» Given data
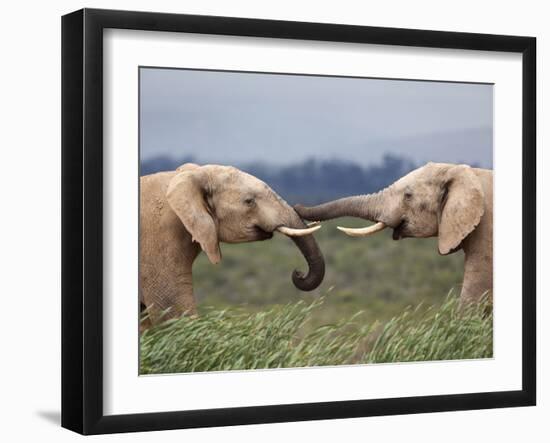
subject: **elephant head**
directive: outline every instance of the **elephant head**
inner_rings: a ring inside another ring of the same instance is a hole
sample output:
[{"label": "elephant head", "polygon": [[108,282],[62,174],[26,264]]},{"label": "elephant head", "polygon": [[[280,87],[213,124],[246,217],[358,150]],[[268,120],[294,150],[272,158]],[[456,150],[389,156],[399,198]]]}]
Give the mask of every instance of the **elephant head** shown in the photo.
[{"label": "elephant head", "polygon": [[221,261],[220,242],[267,240],[278,231],[289,236],[309,266],[295,270],[294,285],[311,291],[323,281],[325,262],[312,233],[296,211],[258,178],[230,166],[186,164],[168,183],[167,201],[193,240],[213,264]]},{"label": "elephant head", "polygon": [[393,229],[394,240],[438,236],[439,252],[446,255],[460,249],[480,223],[484,207],[483,187],[473,168],[428,163],[378,193],[295,209],[307,220],[353,216],[376,222],[360,229],[338,228],[354,237],[386,227]]}]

» Required action
Restate the listing above word for word. Leave the images out.

» Written solution
subject: **elephant head**
directive: outline every instance of the **elephant head**
inner_rings: a ring inside another ring of the same instance is a hole
sample output:
[{"label": "elephant head", "polygon": [[108,282],[62,174],[26,264]]},{"label": "elephant head", "polygon": [[[280,87],[213,124],[246,217],[358,150]],[[268,120],[294,150],[272,158]],[[456,150],[389,156],[399,198]]]}]
Give the mask of every instance of the **elephant head** shown in the photo.
[{"label": "elephant head", "polygon": [[221,261],[220,242],[267,240],[278,231],[289,236],[309,266],[295,270],[294,285],[311,291],[323,281],[325,262],[312,233],[296,211],[258,178],[230,166],[186,164],[168,183],[167,201],[193,240],[213,264]]},{"label": "elephant head", "polygon": [[393,229],[394,240],[438,236],[439,252],[446,255],[460,249],[480,223],[484,207],[483,187],[473,168],[428,163],[378,193],[295,209],[307,220],[353,216],[376,222],[360,229],[338,228],[354,237],[386,227]]}]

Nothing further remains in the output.